_AIM OF THE EXERCISE_.
Print the data below verbatim, minus images.

══ SUPPLIED MATERIAL

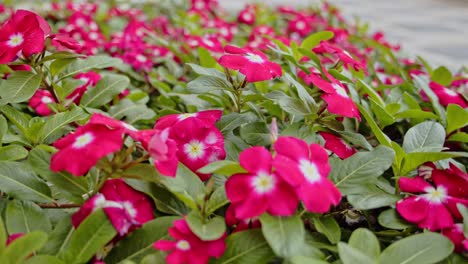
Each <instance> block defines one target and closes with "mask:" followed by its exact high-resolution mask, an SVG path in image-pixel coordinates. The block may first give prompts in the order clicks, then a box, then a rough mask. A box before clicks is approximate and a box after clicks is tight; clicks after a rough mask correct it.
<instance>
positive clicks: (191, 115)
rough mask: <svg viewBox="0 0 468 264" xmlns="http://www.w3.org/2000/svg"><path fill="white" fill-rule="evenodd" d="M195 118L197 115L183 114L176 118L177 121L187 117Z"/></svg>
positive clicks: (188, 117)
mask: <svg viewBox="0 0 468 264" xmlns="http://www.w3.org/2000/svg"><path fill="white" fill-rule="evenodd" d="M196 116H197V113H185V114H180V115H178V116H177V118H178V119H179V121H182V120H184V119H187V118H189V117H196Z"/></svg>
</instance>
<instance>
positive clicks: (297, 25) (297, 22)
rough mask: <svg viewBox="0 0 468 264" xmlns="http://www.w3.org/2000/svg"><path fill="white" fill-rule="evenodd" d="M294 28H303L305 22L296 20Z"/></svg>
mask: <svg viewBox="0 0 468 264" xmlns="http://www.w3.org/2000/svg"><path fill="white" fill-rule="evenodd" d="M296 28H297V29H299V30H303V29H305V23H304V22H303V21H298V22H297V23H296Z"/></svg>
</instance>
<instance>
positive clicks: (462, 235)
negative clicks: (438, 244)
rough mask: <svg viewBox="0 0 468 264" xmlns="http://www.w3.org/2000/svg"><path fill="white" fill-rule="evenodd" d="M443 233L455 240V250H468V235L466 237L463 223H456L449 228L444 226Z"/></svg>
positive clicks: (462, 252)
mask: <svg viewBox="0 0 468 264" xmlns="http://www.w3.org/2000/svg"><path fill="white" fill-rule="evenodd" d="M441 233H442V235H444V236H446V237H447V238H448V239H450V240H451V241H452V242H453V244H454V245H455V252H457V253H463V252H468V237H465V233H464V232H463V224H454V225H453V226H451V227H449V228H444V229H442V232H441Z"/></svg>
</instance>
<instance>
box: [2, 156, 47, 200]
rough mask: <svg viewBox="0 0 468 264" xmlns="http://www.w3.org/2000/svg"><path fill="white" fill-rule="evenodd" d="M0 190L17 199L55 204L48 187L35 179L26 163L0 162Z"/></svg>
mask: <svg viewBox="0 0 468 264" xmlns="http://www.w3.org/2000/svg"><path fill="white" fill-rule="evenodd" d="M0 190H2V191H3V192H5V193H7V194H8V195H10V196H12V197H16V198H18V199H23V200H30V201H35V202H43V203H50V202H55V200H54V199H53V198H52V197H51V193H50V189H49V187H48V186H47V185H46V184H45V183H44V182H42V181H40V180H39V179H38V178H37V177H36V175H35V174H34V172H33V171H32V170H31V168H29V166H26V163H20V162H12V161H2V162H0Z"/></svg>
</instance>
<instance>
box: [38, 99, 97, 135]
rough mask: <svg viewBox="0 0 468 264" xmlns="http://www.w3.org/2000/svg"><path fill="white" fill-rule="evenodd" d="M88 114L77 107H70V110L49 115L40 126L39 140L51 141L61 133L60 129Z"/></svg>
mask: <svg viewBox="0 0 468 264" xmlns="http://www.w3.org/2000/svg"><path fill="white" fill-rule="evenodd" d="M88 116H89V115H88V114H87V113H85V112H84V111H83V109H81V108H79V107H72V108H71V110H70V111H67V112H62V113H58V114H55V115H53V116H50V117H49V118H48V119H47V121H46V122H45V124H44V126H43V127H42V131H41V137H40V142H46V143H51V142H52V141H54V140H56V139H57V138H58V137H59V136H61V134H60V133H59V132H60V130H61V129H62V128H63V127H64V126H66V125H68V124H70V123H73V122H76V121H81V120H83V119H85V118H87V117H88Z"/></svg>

════

_SOLUTION TO THIS TASK_.
Each <instance> block defines one target and closes with "mask:" followed by its exact high-resolution mask, an SVG path in image-pixel coordinates. The block may first give prompts in the order clicks, then a box, then a rough mask. A box before clicks is approximate and a box after clicks is tight; clicks after a rough mask correct it.
<instance>
positive clicks: (191, 115)
rough mask: <svg viewBox="0 0 468 264" xmlns="http://www.w3.org/2000/svg"><path fill="white" fill-rule="evenodd" d="M195 118L197 115L183 114L176 118L177 121L187 117Z"/></svg>
positive clicks: (188, 117)
mask: <svg viewBox="0 0 468 264" xmlns="http://www.w3.org/2000/svg"><path fill="white" fill-rule="evenodd" d="M196 116H197V113H185V114H180V115H178V116H177V118H178V119H179V121H182V120H184V119H187V118H189V117H196Z"/></svg>
</instance>
<instance>
positive clicks: (297, 25) (297, 22)
rough mask: <svg viewBox="0 0 468 264" xmlns="http://www.w3.org/2000/svg"><path fill="white" fill-rule="evenodd" d="M294 28H303L305 22L296 20Z"/></svg>
mask: <svg viewBox="0 0 468 264" xmlns="http://www.w3.org/2000/svg"><path fill="white" fill-rule="evenodd" d="M296 28H297V29H299V30H303V29H305V23H304V22H303V21H298V22H297V23H296Z"/></svg>
</instance>
<instance>
positive clicks: (462, 235)
negative clicks: (438, 244)
rough mask: <svg viewBox="0 0 468 264" xmlns="http://www.w3.org/2000/svg"><path fill="white" fill-rule="evenodd" d="M443 233L455 240V250H468V235L466 237L463 223H456L449 228L444 226Z"/></svg>
positive clicks: (462, 252)
mask: <svg viewBox="0 0 468 264" xmlns="http://www.w3.org/2000/svg"><path fill="white" fill-rule="evenodd" d="M441 233H442V235H444V236H446V237H447V238H448V239H450V240H451V241H452V242H453V244H454V245H455V252H457V253H463V252H468V237H465V233H464V232H463V224H454V225H453V226H451V227H449V228H444V229H442V232H441Z"/></svg>
</instance>
<instance>
box: [2, 156, 47, 200]
rough mask: <svg viewBox="0 0 468 264" xmlns="http://www.w3.org/2000/svg"><path fill="white" fill-rule="evenodd" d="M0 190L17 199L55 204L48 187L35 179L26 163L0 162Z"/></svg>
mask: <svg viewBox="0 0 468 264" xmlns="http://www.w3.org/2000/svg"><path fill="white" fill-rule="evenodd" d="M0 190H2V191H3V192H5V193H7V194H8V195H10V196H12V197H16V198H18V199H23V200H30V201H35V202H43V203H50V202H55V200H54V199H53V198H52V197H51V193H50V189H49V187H48V186H47V185H46V184H45V183H44V182H42V181H40V180H39V179H38V178H37V177H36V175H35V174H34V172H33V171H32V170H31V168H29V166H26V163H20V162H12V161H2V162H0Z"/></svg>
</instance>
<instance>
box: [38, 99, 97, 135]
rough mask: <svg viewBox="0 0 468 264" xmlns="http://www.w3.org/2000/svg"><path fill="white" fill-rule="evenodd" d="M88 114L77 107H70V110L49 115L40 126L39 140L51 141L61 133L60 129Z"/></svg>
mask: <svg viewBox="0 0 468 264" xmlns="http://www.w3.org/2000/svg"><path fill="white" fill-rule="evenodd" d="M88 116H89V115H88V114H87V113H85V112H84V111H83V109H81V108H79V107H72V108H71V110H70V111H67V112H62V113H58V114H55V115H53V116H50V117H49V118H48V119H47V121H46V122H45V124H44V126H43V127H42V131H41V137H40V142H46V143H51V142H52V141H54V140H56V139H57V138H58V137H59V136H61V134H60V133H59V132H60V130H61V129H62V128H63V127H64V126H66V125H68V124H70V123H73V122H76V121H81V120H83V119H85V118H87V117H88Z"/></svg>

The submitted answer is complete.